** Opening PAGE TEXT block **

Monday, September 7, 2009

A Different Kind of Labor


This Labor Day weekend, Mum & I watched The Business of Being Born, Ricki Lake's documentary on birthing in America. I feel so fortunate to have grown up with a midwife mother. Through the years, there was a steady stream of pregnant mothers getting my mother's wise counsel. Mum was licensed in VA, so on occasion, mothers from WV crossed the state line so that they could deliver in our home. If we were lucky to be there, we were invited to attend the birth. Birth was a relatively calm, quiet, natural event. "Babies come when they're ready," Mum says. "It's when you interfere with nature, that you have problems."

30% of births in the U.S. are C-sections; more in certain hospitals. Often they are performed based on convenience; convenience to doctors, mothers, husbands. A C-section is MAJOR SURGERY! And it has become so routine that it is considered normal.

There's a wonderful hormonal cocktail of oxcytocin, etc. that mother & baby receive thru the birthing process. These biochemicals create bonding. That final push when baby enters the outside world is the euphoria that erases the labor part of labor. Does this happen with a C-section? I do know that C-sections prevent all the dermatones from getting stimulated as they do in a regular delivery. So this is what I'm wondering: How does this affect the mother-child bonding? How does it affect the neurological development of the child? Could C-sections be connected to the rise in learning disabilities? The more you interfere with nature, the more problems you have. Something to get curious about on this Labor Day.

** Closing PAGE TEXT block **
** Opening LISTED RECORDS block **

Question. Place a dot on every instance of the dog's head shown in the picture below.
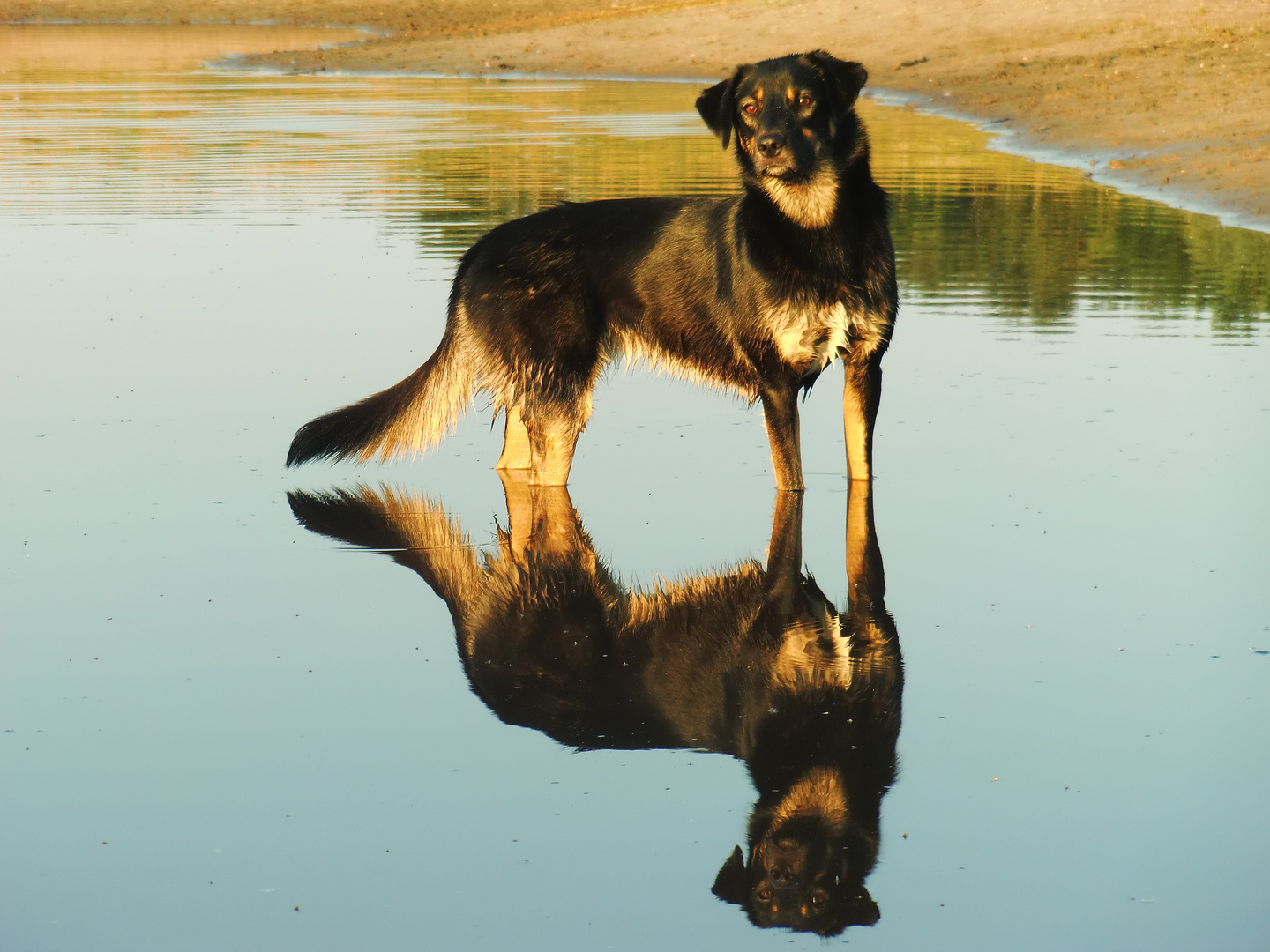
(796, 881)
(796, 126)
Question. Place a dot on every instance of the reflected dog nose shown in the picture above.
(770, 144)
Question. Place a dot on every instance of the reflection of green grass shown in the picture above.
(451, 158)
(1030, 242)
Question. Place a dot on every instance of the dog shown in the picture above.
(753, 661)
(755, 294)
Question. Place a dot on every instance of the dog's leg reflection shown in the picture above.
(825, 755)
(752, 661)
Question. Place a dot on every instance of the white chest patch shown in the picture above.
(811, 337)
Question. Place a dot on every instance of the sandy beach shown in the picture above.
(1169, 98)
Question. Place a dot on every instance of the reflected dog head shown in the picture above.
(753, 661)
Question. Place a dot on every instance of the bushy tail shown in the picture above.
(407, 418)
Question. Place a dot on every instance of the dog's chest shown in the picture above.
(810, 337)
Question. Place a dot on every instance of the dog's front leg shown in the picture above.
(516, 443)
(551, 444)
(862, 394)
(780, 412)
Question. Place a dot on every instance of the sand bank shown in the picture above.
(1169, 98)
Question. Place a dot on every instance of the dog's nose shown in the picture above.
(770, 144)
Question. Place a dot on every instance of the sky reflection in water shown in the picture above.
(213, 716)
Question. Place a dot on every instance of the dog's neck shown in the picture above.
(811, 205)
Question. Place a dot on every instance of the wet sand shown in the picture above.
(1169, 98)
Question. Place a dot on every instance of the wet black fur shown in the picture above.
(550, 640)
(693, 283)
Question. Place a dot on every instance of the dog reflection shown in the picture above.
(753, 661)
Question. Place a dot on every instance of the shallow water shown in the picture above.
(222, 730)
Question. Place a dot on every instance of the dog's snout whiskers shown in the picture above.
(770, 144)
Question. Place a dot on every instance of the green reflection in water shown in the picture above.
(1033, 242)
(1035, 245)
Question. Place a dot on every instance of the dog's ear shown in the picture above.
(718, 106)
(730, 883)
(843, 78)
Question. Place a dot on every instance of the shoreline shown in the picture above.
(1163, 100)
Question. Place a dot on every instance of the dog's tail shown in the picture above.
(407, 418)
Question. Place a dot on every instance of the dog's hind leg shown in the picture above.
(862, 394)
(516, 443)
(780, 413)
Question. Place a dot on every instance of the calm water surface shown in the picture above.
(227, 730)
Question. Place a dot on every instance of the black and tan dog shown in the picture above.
(755, 663)
(756, 294)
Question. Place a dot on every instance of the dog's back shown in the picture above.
(756, 294)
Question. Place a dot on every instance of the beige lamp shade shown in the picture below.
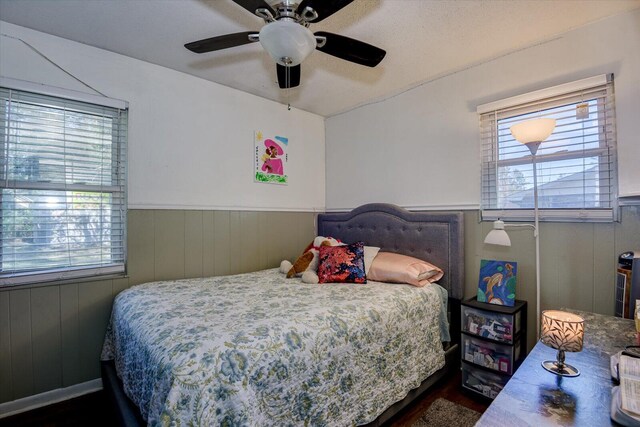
(498, 236)
(535, 130)
(561, 330)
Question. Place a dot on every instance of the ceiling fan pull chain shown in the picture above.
(288, 74)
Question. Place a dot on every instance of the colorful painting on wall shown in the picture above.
(270, 158)
(497, 283)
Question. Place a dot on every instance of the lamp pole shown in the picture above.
(533, 147)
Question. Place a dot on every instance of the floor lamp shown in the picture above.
(530, 133)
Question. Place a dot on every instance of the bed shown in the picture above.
(259, 349)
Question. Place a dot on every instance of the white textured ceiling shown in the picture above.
(424, 39)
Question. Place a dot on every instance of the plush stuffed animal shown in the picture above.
(307, 263)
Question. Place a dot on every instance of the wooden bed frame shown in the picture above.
(433, 236)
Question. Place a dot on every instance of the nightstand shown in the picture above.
(493, 344)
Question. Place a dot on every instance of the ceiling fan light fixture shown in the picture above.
(287, 42)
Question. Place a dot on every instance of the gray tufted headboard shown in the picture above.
(436, 237)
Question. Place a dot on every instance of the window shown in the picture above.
(63, 189)
(576, 165)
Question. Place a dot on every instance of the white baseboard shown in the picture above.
(48, 397)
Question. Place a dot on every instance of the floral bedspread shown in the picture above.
(260, 349)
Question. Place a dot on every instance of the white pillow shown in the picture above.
(370, 253)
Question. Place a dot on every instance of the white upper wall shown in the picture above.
(190, 140)
(421, 148)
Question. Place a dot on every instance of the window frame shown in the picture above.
(555, 97)
(86, 104)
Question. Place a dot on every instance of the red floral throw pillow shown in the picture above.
(342, 264)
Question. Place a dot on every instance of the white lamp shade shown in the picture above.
(286, 42)
(561, 330)
(535, 130)
(498, 236)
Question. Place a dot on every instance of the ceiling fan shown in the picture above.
(288, 40)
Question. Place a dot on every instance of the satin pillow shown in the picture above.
(370, 253)
(342, 264)
(396, 268)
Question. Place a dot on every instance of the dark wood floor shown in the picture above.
(94, 410)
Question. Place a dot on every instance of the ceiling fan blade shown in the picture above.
(253, 5)
(351, 50)
(288, 76)
(324, 8)
(220, 42)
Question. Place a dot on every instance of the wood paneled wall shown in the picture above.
(51, 336)
(578, 262)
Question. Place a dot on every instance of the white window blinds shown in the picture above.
(576, 165)
(63, 188)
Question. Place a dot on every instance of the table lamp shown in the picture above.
(564, 332)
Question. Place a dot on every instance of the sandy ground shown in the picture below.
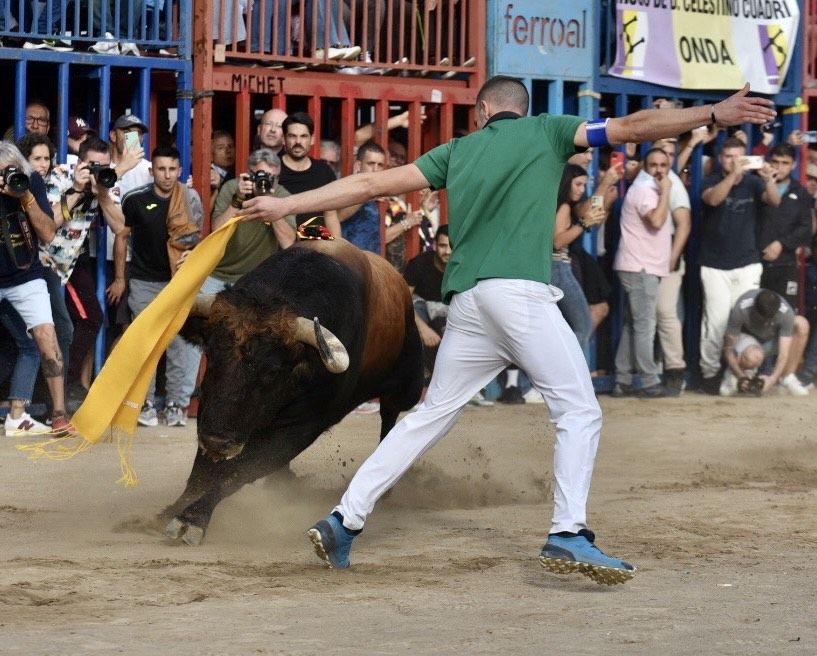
(713, 499)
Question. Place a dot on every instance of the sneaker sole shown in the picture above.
(599, 573)
(317, 542)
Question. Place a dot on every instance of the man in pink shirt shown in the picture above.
(643, 257)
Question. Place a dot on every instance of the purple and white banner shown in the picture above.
(706, 44)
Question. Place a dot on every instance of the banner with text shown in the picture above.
(706, 44)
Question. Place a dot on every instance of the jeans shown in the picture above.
(337, 33)
(635, 350)
(573, 305)
(182, 357)
(24, 376)
(62, 319)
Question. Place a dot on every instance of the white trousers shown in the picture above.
(722, 288)
(497, 323)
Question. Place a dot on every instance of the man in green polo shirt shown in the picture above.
(501, 182)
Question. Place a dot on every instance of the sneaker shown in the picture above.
(532, 396)
(710, 385)
(621, 390)
(565, 553)
(656, 391)
(331, 53)
(368, 408)
(47, 44)
(175, 415)
(480, 401)
(729, 384)
(25, 424)
(148, 416)
(129, 48)
(511, 395)
(60, 426)
(107, 47)
(793, 385)
(332, 541)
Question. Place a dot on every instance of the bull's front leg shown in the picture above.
(260, 457)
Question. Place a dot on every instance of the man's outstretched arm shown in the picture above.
(652, 124)
(351, 190)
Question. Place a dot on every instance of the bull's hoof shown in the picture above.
(189, 533)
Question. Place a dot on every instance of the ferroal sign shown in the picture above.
(550, 39)
(545, 31)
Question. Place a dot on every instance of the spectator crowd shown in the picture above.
(754, 251)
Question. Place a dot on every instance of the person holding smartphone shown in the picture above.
(730, 254)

** Closing LISTED RECORDS block **

_PROBLEM STATEMENT_: According to the post about birth, why did mothers from WV sometimes cross the state line? Answer in one to three sentences. The rows come from a different source than the post.

_OUTPUT FOR THIS EXERCISE_: Mum was licensed in VA. Mothers from WV crossed into VA so they could deliver in the writer's family home.